=== TESTO DI RIFERIMENTO ===
···

Quanto durano le protesi
Da sfatare poi l’idea comune che le protesi al silicone durino per sempre. Buona parte delle protesi dura oltre i 15 anni dall’intervento. Non hanno una scadenza vera e propria ma si possono usurare, quindi è importante controllare la loro integrità con ecografia e risonanza magnetica. «Si può creare una spaccatura sulla superficie della capsula», aggiunge l’Esperto. «In una rottura iniziale il gel di silicone contenuto all’interno resta dentro la capsula che racchiude la protesi, ma dopo un certo lasso di tempo fuoriesce e può causare infiammazioni e indurimenti. Ma, intendiamoci, è un processo che accade in meno del 10% dei casi nell’arco dei primi dieci anni. Inoltre può richiedere anche anni e si coglie tempestivamente durante il controllo annuale. In questo caso, non si può riparare: la protesi va sostituita».

···

=== CONSEGNA ===
Estrai integralmente il testo sulla durata delle protesi al silicone, senza cambiare nulla. Basati soltanto sul testo, senza ricorrere ad altre fonti.

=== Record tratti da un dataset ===
···

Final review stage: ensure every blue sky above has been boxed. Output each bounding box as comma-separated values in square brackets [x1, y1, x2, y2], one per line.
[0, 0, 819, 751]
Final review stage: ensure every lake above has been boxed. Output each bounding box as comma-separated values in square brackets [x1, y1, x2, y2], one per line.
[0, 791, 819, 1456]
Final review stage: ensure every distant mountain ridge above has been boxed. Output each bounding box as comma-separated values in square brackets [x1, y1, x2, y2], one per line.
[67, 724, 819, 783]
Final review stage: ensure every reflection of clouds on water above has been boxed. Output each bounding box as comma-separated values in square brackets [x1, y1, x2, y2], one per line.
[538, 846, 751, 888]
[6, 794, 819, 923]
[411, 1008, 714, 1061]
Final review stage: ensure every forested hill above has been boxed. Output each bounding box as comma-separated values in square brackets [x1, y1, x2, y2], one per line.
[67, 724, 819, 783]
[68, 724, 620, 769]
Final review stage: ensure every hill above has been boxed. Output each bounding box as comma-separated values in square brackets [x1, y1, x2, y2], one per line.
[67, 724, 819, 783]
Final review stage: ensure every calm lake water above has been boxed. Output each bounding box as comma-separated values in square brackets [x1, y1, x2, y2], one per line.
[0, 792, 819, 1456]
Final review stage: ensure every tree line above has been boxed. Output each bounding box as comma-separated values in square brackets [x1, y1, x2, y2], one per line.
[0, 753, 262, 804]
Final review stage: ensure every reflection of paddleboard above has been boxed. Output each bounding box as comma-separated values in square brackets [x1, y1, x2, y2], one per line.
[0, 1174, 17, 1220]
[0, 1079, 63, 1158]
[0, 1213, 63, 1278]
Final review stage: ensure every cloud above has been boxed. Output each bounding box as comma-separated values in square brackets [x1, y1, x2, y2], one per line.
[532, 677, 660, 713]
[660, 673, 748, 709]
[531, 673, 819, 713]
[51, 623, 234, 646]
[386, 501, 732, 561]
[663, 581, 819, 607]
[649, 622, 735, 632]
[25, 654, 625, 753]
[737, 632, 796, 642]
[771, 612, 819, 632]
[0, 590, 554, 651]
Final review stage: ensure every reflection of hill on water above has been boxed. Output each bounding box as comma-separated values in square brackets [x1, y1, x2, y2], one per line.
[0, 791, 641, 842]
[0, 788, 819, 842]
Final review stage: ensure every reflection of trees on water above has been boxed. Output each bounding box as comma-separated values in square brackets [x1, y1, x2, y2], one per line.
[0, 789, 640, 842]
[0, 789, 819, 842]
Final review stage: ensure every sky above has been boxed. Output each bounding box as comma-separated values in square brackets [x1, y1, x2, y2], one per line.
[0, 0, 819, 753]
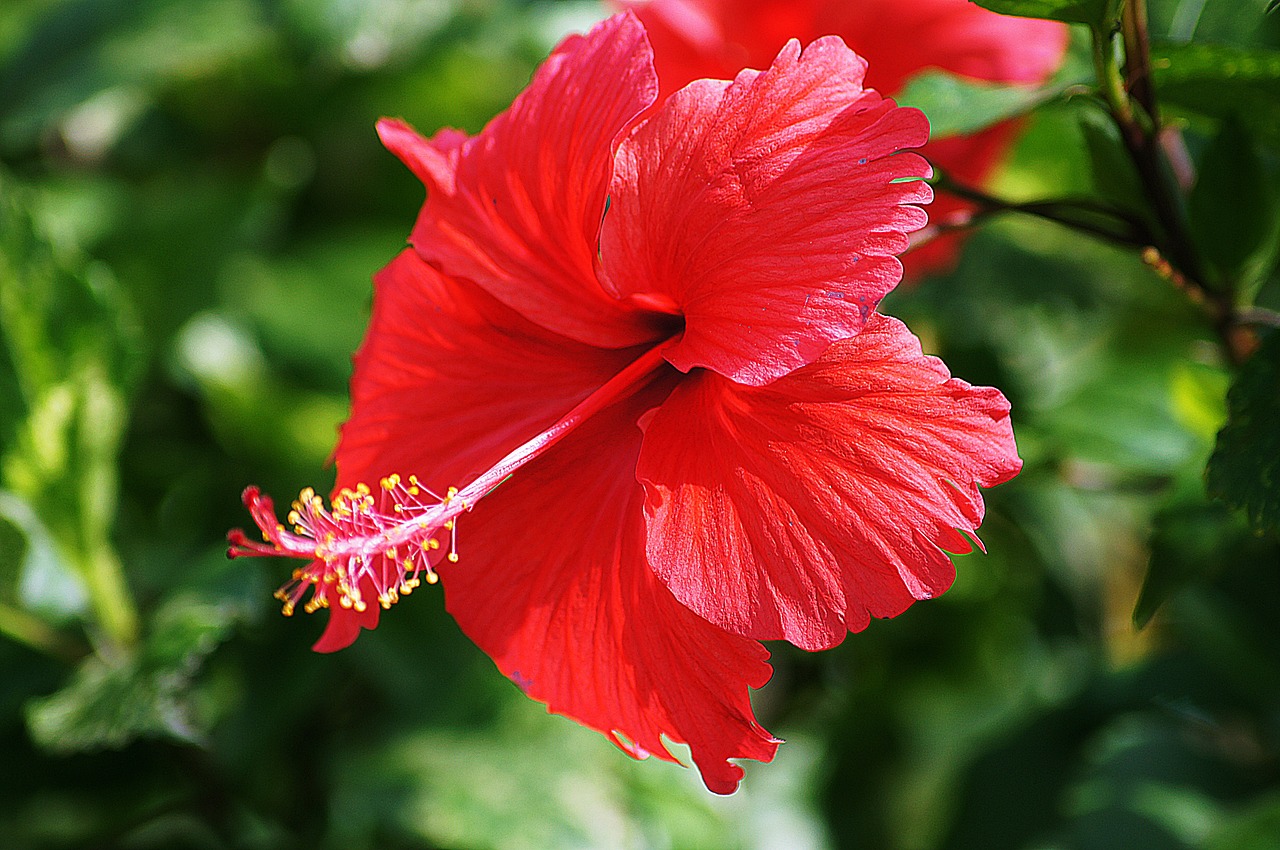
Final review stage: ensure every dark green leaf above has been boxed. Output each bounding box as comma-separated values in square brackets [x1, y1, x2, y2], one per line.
[1133, 504, 1252, 629]
[1079, 109, 1148, 225]
[897, 70, 1055, 138]
[1151, 44, 1280, 145]
[1208, 333, 1280, 531]
[1187, 116, 1276, 285]
[973, 0, 1120, 32]
[27, 599, 234, 754]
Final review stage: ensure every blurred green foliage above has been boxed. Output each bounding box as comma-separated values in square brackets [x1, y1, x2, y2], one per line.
[0, 0, 1280, 850]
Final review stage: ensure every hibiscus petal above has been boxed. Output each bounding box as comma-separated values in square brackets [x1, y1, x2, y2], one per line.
[637, 314, 1021, 649]
[440, 384, 778, 794]
[600, 37, 932, 384]
[380, 14, 659, 348]
[319, 250, 639, 650]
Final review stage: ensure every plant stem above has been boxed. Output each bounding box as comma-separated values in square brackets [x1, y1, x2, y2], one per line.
[1092, 9, 1251, 364]
[82, 547, 140, 650]
[932, 173, 1151, 247]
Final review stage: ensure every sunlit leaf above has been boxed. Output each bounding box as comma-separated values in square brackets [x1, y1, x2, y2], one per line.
[1152, 44, 1280, 145]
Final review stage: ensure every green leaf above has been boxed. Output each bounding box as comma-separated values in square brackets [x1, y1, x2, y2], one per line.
[897, 70, 1057, 138]
[1207, 333, 1280, 531]
[1133, 504, 1254, 629]
[1151, 44, 1280, 145]
[27, 598, 236, 754]
[0, 174, 141, 644]
[1187, 115, 1276, 285]
[1078, 109, 1152, 227]
[0, 490, 87, 622]
[973, 0, 1120, 32]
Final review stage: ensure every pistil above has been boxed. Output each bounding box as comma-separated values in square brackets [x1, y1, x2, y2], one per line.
[228, 339, 673, 614]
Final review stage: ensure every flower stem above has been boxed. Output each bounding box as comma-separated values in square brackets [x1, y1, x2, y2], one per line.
[83, 547, 140, 649]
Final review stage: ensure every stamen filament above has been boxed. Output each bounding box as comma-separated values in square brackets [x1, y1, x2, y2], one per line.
[228, 341, 671, 614]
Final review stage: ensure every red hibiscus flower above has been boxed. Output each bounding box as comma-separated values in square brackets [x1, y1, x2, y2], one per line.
[232, 14, 1020, 794]
[616, 0, 1068, 275]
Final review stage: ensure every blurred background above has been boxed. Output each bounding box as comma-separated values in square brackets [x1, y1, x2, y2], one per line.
[0, 0, 1280, 850]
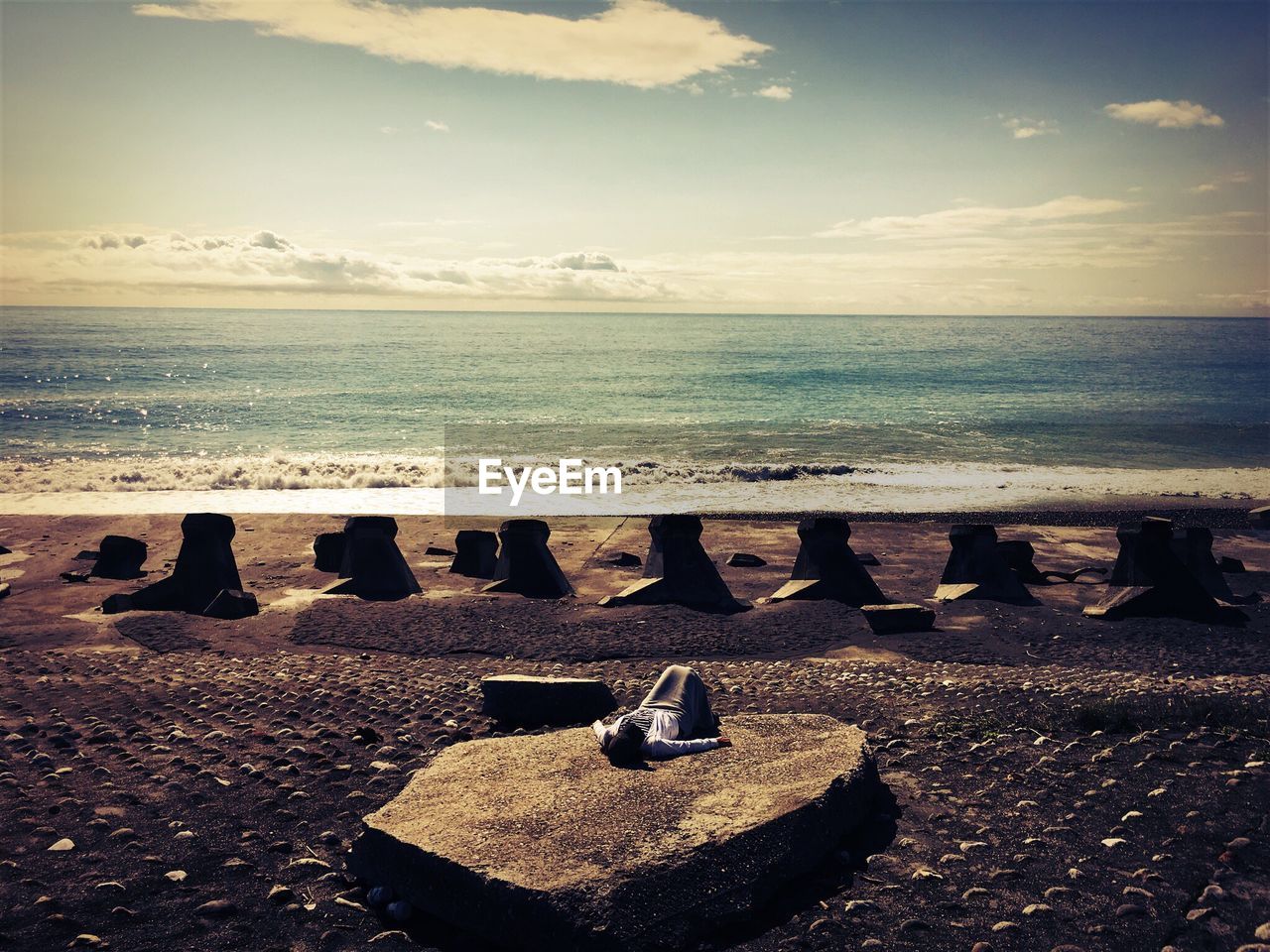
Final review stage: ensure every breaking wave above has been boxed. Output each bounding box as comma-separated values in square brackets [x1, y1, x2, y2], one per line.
[0, 452, 1270, 503]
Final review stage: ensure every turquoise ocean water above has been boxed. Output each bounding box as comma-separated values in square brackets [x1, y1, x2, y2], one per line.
[0, 307, 1270, 508]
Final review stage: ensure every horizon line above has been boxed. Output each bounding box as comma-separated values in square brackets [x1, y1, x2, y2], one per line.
[0, 302, 1270, 321]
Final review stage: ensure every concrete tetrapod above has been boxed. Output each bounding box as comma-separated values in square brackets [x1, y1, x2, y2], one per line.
[599, 516, 749, 613]
[768, 516, 890, 608]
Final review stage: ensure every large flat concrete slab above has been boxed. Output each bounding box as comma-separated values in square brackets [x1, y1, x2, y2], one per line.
[349, 715, 877, 949]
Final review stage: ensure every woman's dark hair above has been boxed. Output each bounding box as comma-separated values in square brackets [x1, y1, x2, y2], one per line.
[604, 721, 644, 767]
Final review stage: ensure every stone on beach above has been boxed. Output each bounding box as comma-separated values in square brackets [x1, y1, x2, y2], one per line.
[480, 674, 617, 727]
[203, 589, 260, 618]
[101, 513, 257, 615]
[325, 516, 423, 602]
[770, 516, 889, 607]
[935, 525, 1033, 602]
[1084, 517, 1246, 622]
[314, 532, 348, 572]
[481, 520, 572, 598]
[89, 536, 146, 579]
[860, 604, 935, 635]
[449, 530, 498, 579]
[349, 715, 879, 949]
[599, 516, 749, 613]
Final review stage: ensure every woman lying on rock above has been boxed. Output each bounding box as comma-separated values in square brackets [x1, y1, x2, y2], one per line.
[590, 663, 731, 766]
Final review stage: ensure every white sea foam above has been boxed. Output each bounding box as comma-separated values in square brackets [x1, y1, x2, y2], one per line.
[0, 453, 1270, 516]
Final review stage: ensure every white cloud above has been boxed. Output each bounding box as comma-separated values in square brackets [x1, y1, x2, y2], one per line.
[1188, 172, 1252, 195]
[1102, 99, 1225, 130]
[754, 85, 794, 103]
[816, 195, 1133, 239]
[133, 0, 770, 89]
[997, 113, 1060, 139]
[3, 230, 677, 300]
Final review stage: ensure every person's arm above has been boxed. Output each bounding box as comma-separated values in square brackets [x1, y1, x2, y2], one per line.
[644, 738, 725, 759]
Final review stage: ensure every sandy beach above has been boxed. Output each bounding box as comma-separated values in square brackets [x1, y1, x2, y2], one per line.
[0, 511, 1270, 949]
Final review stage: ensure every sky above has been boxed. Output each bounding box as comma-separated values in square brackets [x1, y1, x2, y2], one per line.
[0, 0, 1270, 316]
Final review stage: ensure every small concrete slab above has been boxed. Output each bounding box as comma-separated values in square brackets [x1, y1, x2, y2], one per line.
[480, 674, 617, 727]
[349, 715, 879, 949]
[860, 604, 935, 635]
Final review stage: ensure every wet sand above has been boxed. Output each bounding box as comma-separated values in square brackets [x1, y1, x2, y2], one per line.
[0, 511, 1270, 952]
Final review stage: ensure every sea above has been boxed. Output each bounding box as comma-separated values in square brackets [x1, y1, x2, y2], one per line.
[0, 305, 1270, 513]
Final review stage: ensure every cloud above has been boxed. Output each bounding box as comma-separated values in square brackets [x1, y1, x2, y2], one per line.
[132, 0, 770, 89]
[997, 113, 1061, 139]
[3, 230, 677, 300]
[816, 195, 1134, 240]
[1187, 172, 1252, 195]
[754, 85, 794, 103]
[1102, 99, 1225, 130]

···

=== RISPOSTA ===
Quanto durano le protesi
Da sfatare poi l’idea comune che le protesi al silicone durino per sempre. Buona parte delle protesi dura oltre i 15 anni dall’intervento. Non hanno una scadenza vera e propria ma si possono usurare, quindi è importante controllare la loro integrità con ecografia e risonanza magnetica. «Si può creare una spaccatura sulla superficie della capsula», aggiunge l’Esperto. «In una rottura iniziale il gel di silicone contenuto all’interno resta dentro la capsula che racchiude la protesi, ma dopo un certo lasso di tempo fuoriesce e può causare infiammazioni e indurimenti. Ma, intendiamoci, è un processo che accade in meno del 10% dei casi nell’arco dei primi dieci anni. Inoltre può richiedere anche anni e si coglie tempestivamente durante il controllo annuale. In questo caso, non si può riparare: la protesi va sostituita».